Directive 1: Find every line in the records below that contains the string "metal", matching case exactly, and copy each of those lines.

___ Source extract ___

Duplicate packets

Wed Oct 9 12:04:06 EDT 2013

Retransmissions have a new IP-id, since they are new packets.
Po != Pr

We seem to have different views on what a dupe is. I have thought of it as 
an 100% identical packet, same VLAN, same MPLS, same TTL, same IP-id, 
same L2-header, etc.

The question is then what argus consider a packet. Is it the whole 
ethernet frame (as I think it is), or could it be just the part above the 
L2-header?
I understand that the logic can be expensive with your definition of dupe. 
:-)

1. the traffic path goes past the same observation point multiple times
      the *same* packet goes by multiple times.
      This is not the same as monitoring a one-legged router where we see
      an incoming packet, and then see it again after it was routed. The
      routed packet is a "new" packet with an updated TTL, i.e. Po != Pr.

In my world, scenario #3 is the most common one. Faulty SPAN setup that 
generate doubled traffic. This is easy to manually spot if *all* of the 
traffic is duplicated, but sometimes there's a mix, where some 
networks/vlans are mirrored fine (one copy in each direction) while 
another are duplicated. In these cases, a spot test can easily miss the 
bad SPAN configuration. That's my main reason why I want argus to 
handle dupes.

___ Excerpted records ___

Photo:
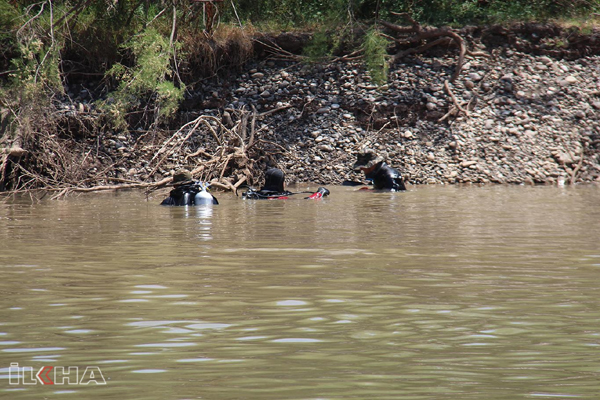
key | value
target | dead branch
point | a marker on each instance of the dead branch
(415, 34)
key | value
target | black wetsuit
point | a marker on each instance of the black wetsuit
(385, 177)
(184, 196)
(273, 188)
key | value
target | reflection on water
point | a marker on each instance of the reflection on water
(436, 293)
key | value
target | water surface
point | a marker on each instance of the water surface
(436, 293)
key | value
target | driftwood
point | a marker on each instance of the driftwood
(425, 38)
(229, 160)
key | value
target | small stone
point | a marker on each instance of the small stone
(571, 79)
(326, 147)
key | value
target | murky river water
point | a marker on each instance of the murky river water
(436, 293)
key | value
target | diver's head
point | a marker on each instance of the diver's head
(182, 177)
(274, 179)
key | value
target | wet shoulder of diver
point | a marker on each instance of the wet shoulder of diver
(377, 171)
(274, 188)
(187, 192)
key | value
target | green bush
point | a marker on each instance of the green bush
(147, 81)
(376, 57)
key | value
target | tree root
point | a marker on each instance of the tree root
(416, 34)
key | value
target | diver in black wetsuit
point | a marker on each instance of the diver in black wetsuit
(376, 170)
(273, 188)
(187, 192)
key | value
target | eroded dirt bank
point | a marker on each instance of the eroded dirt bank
(521, 115)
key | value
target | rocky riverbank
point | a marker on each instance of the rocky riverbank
(511, 117)
(528, 119)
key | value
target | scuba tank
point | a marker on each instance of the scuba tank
(203, 197)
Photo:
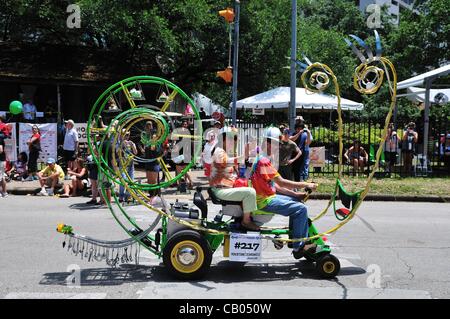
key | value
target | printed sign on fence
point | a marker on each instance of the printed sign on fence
(48, 139)
(245, 247)
(82, 132)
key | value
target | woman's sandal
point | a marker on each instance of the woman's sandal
(251, 226)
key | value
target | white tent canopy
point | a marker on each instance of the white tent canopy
(207, 104)
(420, 79)
(439, 96)
(279, 98)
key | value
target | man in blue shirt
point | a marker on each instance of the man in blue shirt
(303, 139)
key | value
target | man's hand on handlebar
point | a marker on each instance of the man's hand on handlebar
(310, 187)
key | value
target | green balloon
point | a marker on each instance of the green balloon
(15, 107)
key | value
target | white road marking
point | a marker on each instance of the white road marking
(210, 290)
(49, 295)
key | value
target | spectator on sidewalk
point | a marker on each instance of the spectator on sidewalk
(78, 177)
(3, 193)
(303, 139)
(207, 152)
(70, 146)
(19, 170)
(34, 147)
(93, 174)
(152, 151)
(391, 147)
(409, 141)
(357, 156)
(184, 148)
(5, 129)
(50, 176)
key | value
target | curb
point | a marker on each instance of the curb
(384, 198)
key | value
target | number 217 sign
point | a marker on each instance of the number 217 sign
(245, 247)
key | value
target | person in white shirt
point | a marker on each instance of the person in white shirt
(70, 146)
(29, 111)
(207, 152)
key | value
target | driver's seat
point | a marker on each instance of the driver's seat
(230, 208)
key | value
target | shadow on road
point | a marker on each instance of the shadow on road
(223, 272)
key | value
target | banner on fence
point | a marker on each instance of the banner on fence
(10, 144)
(317, 156)
(48, 139)
(82, 132)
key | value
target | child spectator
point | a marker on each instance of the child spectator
(78, 177)
(50, 176)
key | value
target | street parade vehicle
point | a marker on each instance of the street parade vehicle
(183, 235)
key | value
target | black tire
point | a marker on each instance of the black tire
(308, 258)
(196, 247)
(328, 266)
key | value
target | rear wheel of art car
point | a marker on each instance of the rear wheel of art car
(187, 255)
(328, 266)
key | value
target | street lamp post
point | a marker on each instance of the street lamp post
(235, 61)
(293, 66)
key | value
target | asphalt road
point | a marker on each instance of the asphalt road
(390, 250)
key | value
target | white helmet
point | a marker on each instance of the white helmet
(273, 133)
(229, 131)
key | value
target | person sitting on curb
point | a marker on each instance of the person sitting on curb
(78, 176)
(50, 176)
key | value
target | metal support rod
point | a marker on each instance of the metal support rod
(235, 60)
(426, 118)
(292, 103)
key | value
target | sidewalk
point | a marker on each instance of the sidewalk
(32, 187)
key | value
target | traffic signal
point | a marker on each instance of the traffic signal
(226, 75)
(228, 14)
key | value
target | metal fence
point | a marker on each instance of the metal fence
(325, 134)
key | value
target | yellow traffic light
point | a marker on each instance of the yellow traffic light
(228, 14)
(226, 75)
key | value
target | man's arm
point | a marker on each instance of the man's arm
(299, 153)
(290, 193)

___

Directive 2: In the forum post on duplicate packets above, list the attributes the author says must be the same for a packet to count as an identical dupe.

Exercise solution 1:
target | metal support rod
point | a marker on each instance of the metal support rod
target | metal fence
point | a marker on each instance of the metal fence

Exercise solution 2:
VLAN
MPLS
TTL
IP-id
L2-header